• **TASK DESCRIPTION**
Rewrite the rows starting at the line that contains "vase, one line per instance." and continuing through the end of the rows, swapping "wooden" for "timber" and leaving everything else unchanged.

====== DATA FOR THE TASK ======

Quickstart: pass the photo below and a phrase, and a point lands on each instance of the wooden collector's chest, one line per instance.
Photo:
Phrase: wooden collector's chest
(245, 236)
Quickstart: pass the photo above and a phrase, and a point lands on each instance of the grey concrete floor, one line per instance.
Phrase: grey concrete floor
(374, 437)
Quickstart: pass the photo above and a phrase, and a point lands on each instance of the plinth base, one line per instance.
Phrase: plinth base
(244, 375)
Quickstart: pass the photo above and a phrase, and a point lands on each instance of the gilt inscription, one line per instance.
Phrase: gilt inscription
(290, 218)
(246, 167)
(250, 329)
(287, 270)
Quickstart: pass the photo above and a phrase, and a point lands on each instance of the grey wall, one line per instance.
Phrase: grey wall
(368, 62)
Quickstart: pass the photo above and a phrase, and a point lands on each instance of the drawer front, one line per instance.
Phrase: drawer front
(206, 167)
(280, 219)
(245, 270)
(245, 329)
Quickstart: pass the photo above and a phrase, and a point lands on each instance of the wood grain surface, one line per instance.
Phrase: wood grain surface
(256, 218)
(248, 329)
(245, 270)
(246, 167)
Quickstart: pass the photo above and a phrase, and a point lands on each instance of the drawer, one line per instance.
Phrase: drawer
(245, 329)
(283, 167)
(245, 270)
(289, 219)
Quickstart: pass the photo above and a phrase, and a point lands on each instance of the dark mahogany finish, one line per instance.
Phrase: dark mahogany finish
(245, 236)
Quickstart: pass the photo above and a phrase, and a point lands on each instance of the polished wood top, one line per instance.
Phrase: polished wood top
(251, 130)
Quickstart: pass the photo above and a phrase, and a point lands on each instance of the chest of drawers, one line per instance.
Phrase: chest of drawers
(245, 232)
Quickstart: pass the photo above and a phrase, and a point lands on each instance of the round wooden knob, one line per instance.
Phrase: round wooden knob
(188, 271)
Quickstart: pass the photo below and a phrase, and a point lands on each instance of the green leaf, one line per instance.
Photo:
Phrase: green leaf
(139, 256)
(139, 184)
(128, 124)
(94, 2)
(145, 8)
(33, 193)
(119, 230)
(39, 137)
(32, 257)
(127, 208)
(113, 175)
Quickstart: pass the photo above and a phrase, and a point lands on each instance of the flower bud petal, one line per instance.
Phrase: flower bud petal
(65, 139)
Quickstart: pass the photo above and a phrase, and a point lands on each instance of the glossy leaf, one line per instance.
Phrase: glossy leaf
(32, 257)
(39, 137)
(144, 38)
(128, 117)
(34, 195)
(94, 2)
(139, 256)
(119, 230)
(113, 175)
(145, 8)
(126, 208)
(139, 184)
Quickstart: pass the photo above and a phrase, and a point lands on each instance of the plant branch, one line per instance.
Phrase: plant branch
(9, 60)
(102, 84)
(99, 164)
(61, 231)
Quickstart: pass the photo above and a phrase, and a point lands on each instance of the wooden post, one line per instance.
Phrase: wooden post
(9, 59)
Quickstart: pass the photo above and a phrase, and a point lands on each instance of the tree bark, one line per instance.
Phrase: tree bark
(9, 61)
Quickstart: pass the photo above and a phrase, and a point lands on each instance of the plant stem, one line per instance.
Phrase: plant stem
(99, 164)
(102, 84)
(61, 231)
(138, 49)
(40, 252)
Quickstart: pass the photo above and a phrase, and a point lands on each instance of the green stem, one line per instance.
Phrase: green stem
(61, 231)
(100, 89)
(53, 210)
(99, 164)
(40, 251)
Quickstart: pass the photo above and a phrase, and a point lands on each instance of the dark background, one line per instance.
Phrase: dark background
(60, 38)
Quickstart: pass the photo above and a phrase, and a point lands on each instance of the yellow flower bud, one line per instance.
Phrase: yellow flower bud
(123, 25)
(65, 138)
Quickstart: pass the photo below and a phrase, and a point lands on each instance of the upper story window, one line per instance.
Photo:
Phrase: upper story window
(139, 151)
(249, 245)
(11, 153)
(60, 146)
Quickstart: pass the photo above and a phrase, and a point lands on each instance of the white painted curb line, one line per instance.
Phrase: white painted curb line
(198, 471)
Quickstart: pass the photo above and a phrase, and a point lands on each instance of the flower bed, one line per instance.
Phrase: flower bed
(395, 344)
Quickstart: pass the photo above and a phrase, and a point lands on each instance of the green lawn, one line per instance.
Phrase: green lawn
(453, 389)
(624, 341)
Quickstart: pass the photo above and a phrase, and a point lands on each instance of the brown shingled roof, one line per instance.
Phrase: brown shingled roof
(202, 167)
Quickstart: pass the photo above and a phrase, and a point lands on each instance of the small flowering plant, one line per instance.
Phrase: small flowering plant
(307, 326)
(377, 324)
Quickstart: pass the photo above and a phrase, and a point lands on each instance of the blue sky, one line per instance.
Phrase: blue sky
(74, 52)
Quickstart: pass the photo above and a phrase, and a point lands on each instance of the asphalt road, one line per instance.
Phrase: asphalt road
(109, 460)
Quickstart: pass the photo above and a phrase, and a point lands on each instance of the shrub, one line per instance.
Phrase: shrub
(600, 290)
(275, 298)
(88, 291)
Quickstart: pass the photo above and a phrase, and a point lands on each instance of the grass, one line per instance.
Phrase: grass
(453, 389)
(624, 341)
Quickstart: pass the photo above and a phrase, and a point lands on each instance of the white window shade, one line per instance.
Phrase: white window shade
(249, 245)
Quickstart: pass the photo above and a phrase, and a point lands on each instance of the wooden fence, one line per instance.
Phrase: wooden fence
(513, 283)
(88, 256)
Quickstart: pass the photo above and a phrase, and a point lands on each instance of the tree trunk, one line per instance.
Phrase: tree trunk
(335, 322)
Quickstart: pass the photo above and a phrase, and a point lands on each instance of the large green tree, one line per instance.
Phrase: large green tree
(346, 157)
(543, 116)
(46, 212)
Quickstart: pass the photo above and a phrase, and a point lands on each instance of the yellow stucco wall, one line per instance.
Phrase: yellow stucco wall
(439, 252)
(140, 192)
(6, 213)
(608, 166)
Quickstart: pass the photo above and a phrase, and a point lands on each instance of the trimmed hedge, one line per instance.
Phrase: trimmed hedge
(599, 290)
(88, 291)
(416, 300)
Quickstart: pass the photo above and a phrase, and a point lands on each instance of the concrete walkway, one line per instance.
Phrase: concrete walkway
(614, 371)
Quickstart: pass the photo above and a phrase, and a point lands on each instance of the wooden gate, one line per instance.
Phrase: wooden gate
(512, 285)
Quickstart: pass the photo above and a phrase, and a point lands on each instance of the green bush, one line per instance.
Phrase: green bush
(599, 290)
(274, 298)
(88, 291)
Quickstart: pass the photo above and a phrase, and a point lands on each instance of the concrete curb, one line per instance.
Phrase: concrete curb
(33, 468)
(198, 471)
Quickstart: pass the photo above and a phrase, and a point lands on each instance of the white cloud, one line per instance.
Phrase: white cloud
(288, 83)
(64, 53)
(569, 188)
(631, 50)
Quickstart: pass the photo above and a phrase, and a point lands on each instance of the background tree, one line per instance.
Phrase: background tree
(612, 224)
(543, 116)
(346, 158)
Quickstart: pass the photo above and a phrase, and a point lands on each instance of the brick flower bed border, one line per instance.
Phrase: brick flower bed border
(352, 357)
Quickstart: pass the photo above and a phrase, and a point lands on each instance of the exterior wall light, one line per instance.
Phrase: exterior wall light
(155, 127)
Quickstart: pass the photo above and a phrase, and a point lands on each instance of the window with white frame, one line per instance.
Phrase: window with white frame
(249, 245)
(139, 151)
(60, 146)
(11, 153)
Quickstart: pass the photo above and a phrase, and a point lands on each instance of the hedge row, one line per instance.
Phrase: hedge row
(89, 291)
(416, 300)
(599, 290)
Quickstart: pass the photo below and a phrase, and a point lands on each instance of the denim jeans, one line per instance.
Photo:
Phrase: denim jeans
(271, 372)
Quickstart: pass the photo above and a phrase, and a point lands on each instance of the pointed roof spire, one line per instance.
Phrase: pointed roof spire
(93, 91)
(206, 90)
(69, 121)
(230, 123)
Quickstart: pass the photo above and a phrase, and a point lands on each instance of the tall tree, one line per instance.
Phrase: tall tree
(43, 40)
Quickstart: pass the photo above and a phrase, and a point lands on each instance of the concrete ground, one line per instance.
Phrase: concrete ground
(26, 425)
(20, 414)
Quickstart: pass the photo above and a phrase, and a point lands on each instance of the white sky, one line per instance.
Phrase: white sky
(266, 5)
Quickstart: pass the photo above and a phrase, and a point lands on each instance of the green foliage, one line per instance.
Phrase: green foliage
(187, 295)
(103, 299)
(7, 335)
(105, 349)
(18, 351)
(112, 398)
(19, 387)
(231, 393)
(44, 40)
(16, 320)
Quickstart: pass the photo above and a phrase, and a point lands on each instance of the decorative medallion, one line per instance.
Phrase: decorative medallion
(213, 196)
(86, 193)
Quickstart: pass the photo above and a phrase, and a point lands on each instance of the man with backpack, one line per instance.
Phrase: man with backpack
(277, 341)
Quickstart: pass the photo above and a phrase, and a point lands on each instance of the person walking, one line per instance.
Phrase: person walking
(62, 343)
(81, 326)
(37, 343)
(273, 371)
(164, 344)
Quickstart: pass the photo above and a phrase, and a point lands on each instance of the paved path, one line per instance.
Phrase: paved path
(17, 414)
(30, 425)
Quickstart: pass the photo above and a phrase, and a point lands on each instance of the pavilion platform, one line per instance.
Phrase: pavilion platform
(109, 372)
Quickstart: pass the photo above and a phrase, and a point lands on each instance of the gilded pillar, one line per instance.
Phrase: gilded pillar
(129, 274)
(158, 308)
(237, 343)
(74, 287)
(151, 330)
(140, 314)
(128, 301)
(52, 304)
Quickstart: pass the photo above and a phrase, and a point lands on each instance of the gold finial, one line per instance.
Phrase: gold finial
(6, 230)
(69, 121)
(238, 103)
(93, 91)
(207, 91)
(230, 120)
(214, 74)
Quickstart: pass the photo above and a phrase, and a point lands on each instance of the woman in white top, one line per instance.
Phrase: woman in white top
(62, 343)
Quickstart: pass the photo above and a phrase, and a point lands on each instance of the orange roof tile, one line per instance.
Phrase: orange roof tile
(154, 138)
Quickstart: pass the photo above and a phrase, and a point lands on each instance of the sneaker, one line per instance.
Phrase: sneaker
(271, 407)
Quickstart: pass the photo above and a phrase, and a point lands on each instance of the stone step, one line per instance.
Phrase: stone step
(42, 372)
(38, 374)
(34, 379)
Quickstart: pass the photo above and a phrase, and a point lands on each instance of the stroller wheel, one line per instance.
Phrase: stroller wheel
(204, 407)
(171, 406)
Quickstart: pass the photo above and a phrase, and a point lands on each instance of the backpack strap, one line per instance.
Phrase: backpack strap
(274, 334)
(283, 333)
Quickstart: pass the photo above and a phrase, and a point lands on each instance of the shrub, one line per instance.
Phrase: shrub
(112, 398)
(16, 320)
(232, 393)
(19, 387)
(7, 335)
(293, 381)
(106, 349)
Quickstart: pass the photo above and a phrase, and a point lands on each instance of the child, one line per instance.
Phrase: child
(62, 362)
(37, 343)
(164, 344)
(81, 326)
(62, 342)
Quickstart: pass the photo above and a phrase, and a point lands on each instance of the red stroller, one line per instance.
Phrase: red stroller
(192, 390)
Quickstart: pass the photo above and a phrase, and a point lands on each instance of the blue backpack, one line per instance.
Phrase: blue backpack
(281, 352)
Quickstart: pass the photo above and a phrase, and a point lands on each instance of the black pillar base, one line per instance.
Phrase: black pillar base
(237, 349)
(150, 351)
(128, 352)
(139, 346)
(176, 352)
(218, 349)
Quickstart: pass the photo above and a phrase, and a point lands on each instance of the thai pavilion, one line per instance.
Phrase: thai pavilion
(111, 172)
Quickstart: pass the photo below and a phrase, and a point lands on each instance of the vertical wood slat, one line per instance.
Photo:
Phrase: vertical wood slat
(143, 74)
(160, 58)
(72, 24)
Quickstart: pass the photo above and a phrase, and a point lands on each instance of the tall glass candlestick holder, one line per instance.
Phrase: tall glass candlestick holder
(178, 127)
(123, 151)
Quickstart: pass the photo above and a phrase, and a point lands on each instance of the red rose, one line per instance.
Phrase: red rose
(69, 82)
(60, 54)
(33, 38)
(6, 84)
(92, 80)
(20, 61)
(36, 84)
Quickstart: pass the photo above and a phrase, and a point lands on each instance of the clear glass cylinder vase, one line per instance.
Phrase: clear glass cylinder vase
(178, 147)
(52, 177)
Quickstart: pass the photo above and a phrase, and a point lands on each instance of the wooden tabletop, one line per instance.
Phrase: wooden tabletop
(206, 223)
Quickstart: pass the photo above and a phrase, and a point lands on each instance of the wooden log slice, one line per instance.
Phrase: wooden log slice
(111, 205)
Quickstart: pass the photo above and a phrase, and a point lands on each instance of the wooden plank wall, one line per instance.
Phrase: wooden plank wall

======

• **ANSWER BELOW**
Quickstart: pass the photo above and a phrase, and a point lands on each instance of the clear glass cylinder vase, one line per instance.
Phrase: clear glass cylinder vase
(178, 147)
(52, 177)
Quickstart: pass the photo above and a phrase, and a point lands on each instance of the timber tabletop, one line per instance.
Phrase: timber tabletop
(206, 223)
Quickstart: pass the photo above and a phrase, and a point lands on each instance of the timber log slice, one line per instance.
Phrase: timber log slice
(111, 205)
Quickstart: pass the photo above and a phrase, and a point lands on each instance of the timber plank wall, one line per instance.
Phrase: timber plank wall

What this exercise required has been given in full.